**Given records:**
————
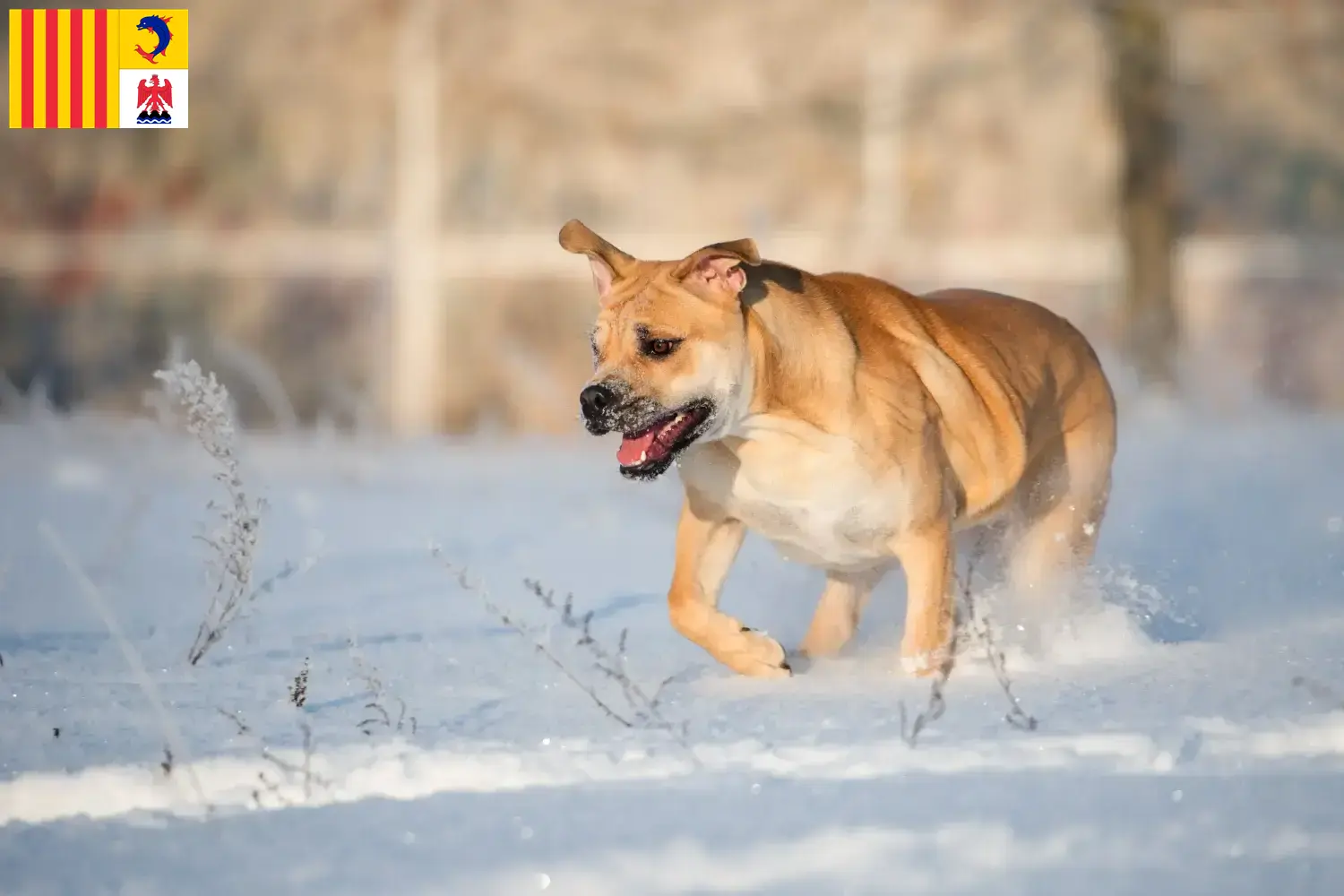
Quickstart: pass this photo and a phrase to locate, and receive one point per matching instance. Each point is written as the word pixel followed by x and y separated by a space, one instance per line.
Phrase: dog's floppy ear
pixel 609 263
pixel 719 265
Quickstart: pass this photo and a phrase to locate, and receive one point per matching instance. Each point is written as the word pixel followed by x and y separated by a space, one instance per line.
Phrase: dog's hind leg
pixel 839 610
pixel 1059 516
pixel 704 551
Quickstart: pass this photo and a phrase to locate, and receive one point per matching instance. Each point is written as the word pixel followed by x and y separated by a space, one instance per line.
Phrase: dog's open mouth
pixel 650 452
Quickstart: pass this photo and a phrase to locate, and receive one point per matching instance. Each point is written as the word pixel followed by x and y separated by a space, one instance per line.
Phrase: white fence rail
pixel 370 254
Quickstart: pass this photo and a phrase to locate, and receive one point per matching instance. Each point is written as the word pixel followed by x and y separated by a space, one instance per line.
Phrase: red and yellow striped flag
pixel 64 69
pixel 81 67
————
**Given exercise:**
Write out all of the items above line for line, with no changes, and leave the pictures out of your copy.

**Task response:**
Quickstart: pass this photo and a phrase to locate, and receive one point per matching instance. Each point is written as the word pixel followed by x and y separated by a space, one instance per line.
Phrase: dog's floppy ear
pixel 609 263
pixel 719 265
Quickstart: pass this photo and a phrase to locate, and receive one point per matching instance. Each point is written as the word pixel followed by x and y separated by a space, one instance per line.
Phrase: dog's hind leg
pixel 839 610
pixel 1059 516
pixel 704 551
Quickstart: pass this photo and a phrase to locate, and receive one point per matching instance. Each point is written as the word pixel followed by x and y separated by a space, one instance per line.
Phrase: dog's open mouth
pixel 650 452
Quickstart: pass this photo and a phrase to locate, and receive one point per matching instance. Each point is written as the word pixel followed by x and y separated by a space, one instance per line.
Phrase: white fence rail
pixel 370 254
Quickstart: pass this photo and a phrase to locate, and receive one point per matching instance. Each point is written as the word pixel followed by x and y separated by a space, one instance per line.
Phrase: red and yellow striped flag
pixel 64 69
pixel 81 67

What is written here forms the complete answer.